Dataset excerpts:
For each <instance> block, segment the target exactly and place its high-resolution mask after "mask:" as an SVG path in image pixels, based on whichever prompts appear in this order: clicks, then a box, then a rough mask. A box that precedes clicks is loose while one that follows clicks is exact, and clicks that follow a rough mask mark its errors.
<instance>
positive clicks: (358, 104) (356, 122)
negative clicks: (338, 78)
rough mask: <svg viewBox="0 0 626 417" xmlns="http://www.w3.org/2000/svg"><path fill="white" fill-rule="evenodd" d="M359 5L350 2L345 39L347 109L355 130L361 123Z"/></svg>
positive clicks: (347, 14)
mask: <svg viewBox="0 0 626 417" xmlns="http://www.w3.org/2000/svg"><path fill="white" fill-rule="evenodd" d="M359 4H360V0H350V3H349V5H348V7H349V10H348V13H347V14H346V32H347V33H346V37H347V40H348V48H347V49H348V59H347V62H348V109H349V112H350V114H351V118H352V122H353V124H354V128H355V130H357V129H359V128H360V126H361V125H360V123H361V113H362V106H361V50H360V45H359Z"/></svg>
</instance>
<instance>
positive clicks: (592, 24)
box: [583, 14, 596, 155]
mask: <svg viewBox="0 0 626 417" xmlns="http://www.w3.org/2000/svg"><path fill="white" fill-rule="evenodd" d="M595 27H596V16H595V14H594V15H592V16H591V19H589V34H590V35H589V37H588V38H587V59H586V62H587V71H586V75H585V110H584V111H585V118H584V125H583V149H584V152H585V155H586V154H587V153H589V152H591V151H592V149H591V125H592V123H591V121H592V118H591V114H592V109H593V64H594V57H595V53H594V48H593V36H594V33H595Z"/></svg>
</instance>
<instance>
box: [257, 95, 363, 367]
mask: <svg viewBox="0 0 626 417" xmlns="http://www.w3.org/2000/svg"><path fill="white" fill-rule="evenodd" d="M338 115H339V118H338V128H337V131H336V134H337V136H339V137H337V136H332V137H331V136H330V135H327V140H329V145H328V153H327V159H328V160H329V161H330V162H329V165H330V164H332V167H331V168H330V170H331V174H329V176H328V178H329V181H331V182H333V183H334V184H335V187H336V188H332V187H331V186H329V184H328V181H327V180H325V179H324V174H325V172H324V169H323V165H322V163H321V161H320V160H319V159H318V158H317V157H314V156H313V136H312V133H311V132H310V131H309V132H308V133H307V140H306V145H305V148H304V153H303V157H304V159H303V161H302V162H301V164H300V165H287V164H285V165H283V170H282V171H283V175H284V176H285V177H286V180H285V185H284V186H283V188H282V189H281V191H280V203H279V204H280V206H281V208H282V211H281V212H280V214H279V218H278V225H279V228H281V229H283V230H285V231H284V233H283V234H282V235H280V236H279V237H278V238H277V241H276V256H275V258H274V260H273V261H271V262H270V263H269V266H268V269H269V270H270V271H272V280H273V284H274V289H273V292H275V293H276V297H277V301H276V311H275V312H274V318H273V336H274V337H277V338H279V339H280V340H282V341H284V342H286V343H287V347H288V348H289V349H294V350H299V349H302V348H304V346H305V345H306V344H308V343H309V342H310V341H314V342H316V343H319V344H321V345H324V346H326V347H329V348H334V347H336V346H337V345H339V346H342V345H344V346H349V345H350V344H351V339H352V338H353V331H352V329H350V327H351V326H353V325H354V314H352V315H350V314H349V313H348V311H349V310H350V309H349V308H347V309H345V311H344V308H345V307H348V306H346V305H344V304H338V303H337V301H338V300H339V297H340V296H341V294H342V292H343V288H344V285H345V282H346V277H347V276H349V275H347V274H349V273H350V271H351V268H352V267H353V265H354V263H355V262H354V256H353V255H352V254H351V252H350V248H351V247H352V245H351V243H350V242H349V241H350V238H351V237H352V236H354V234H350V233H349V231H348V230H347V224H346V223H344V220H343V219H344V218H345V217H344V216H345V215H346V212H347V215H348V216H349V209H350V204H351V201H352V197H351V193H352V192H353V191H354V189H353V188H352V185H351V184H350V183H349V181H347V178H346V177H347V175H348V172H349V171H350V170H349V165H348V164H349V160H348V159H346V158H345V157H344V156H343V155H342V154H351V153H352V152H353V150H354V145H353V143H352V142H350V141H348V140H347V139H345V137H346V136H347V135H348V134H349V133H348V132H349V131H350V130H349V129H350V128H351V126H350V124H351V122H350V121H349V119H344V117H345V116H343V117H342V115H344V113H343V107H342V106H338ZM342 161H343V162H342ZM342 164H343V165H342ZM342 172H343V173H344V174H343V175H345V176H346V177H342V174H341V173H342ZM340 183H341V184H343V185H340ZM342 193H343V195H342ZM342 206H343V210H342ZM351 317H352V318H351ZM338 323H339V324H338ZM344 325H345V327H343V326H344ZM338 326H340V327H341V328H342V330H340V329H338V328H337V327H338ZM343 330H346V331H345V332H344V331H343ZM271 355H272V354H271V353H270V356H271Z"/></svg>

Instruction
Every record above is to be written out exactly.

Answer below
For each <instance> block, segment the target exactly and place its high-resolution mask after "mask:" as an SVG path in image pixels, based on whichever prompts appear in this order: clicks, then a box, then a rough mask. A box that precedes clicks is loose while one that follows clicks is exact, and clicks that follow a rough mask mark its errors.
<instance>
positive clicks: (358, 104) (356, 122)
negative clicks: (338, 78)
rough mask: <svg viewBox="0 0 626 417" xmlns="http://www.w3.org/2000/svg"><path fill="white" fill-rule="evenodd" d="M359 5L350 2L345 39L347 109L355 130L361 123Z"/></svg>
positive clicks: (347, 14)
mask: <svg viewBox="0 0 626 417" xmlns="http://www.w3.org/2000/svg"><path fill="white" fill-rule="evenodd" d="M359 4H360V0H350V3H349V5H348V7H349V10H348V13H347V14H346V32H347V33H346V37H347V40H348V48H347V49H348V59H347V62H348V109H349V112H350V114H351V118H352V122H353V124H354V128H355V130H357V129H359V128H360V126H361V125H360V123H361V113H362V106H361V50H360V45H359Z"/></svg>
</instance>
<instance>
positive clicks: (592, 24)
box: [583, 14, 596, 155]
mask: <svg viewBox="0 0 626 417" xmlns="http://www.w3.org/2000/svg"><path fill="white" fill-rule="evenodd" d="M595 27H596V16H595V14H594V15H592V16H591V19H589V34H590V35H589V37H588V38H587V59H586V62H587V71H586V75H585V110H584V111H585V118H584V125H583V149H584V152H585V155H586V154H587V153H589V152H591V151H592V149H591V125H592V123H591V121H592V118H591V114H592V109H593V64H594V57H595V53H594V48H593V36H594V33H595Z"/></svg>
</instance>
<instance>
box: [257, 95, 363, 367]
mask: <svg viewBox="0 0 626 417" xmlns="http://www.w3.org/2000/svg"><path fill="white" fill-rule="evenodd" d="M338 115H339V118H338V128H337V131H336V134H337V136H339V137H337V136H332V137H331V136H330V135H327V140H329V145H328V153H327V159H328V160H329V161H330V162H329V165H330V164H332V167H331V168H330V170H331V174H329V176H328V178H329V181H331V182H333V183H334V184H335V187H336V188H332V187H331V186H329V184H328V181H327V180H325V179H324V174H325V172H324V169H323V165H322V163H321V161H320V160H319V159H318V158H317V157H314V156H313V136H312V133H311V132H310V131H309V132H308V133H307V140H306V145H305V148H304V153H303V157H304V159H303V161H302V162H301V164H300V165H287V164H285V165H283V170H282V171H283V175H284V176H285V177H286V180H285V185H284V186H283V188H282V189H281V191H280V203H279V204H280V206H281V208H282V211H281V212H280V214H279V218H278V225H279V228H281V229H283V230H285V231H284V233H283V234H282V235H280V236H279V237H278V238H277V241H276V256H275V258H274V260H273V261H271V262H270V263H269V266H268V269H269V270H270V271H272V280H273V284H274V289H273V292H275V293H276V297H277V301H276V311H275V312H274V318H273V336H274V337H277V338H279V339H280V340H282V341H284V342H286V343H287V347H288V348H289V349H294V350H299V349H302V348H304V346H305V345H306V344H308V343H309V342H310V341H314V342H316V343H319V344H321V345H324V346H326V347H329V348H334V347H336V346H337V345H339V346H342V345H344V346H349V345H350V344H351V339H352V338H353V331H352V329H350V327H351V326H353V325H354V314H352V315H350V314H349V313H348V311H349V310H350V309H349V308H347V309H345V311H344V308H345V307H348V306H346V305H344V304H338V303H337V301H338V300H339V297H340V296H341V294H342V292H343V288H344V285H345V282H346V277H347V276H349V275H347V274H349V273H350V271H351V268H352V267H353V265H354V263H355V262H354V256H353V255H352V254H351V252H350V248H351V247H352V245H351V243H350V242H349V241H350V238H351V237H352V236H354V234H350V233H349V231H348V230H347V224H346V223H344V220H343V219H344V218H345V217H344V216H345V215H346V212H347V215H348V216H349V209H350V204H351V201H352V197H351V193H352V192H353V191H354V189H353V188H352V185H351V184H350V183H349V181H347V178H346V177H347V175H348V172H349V171H350V170H349V165H348V164H349V160H348V159H346V158H345V157H344V156H343V155H342V154H351V153H352V152H353V150H354V145H353V143H352V142H350V141H348V140H347V139H345V137H346V136H347V135H348V134H349V133H348V132H349V131H350V130H349V129H350V128H351V126H350V124H351V122H350V121H349V119H344V117H345V116H343V117H342V115H344V113H343V107H342V106H338ZM342 161H343V162H342ZM342 164H343V165H342ZM342 172H343V173H344V174H343V175H345V176H346V177H342V174H341V173H342ZM340 183H341V184H343V185H340ZM342 193H343V195H342ZM342 206H343V210H342ZM351 317H352V318H351ZM338 323H339V324H338ZM344 325H345V327H343V326H344ZM338 326H340V327H341V328H342V330H340V329H338V328H337V327H338ZM343 330H346V331H345V332H344V331H343ZM271 355H272V354H271V353H270V356H271Z"/></svg>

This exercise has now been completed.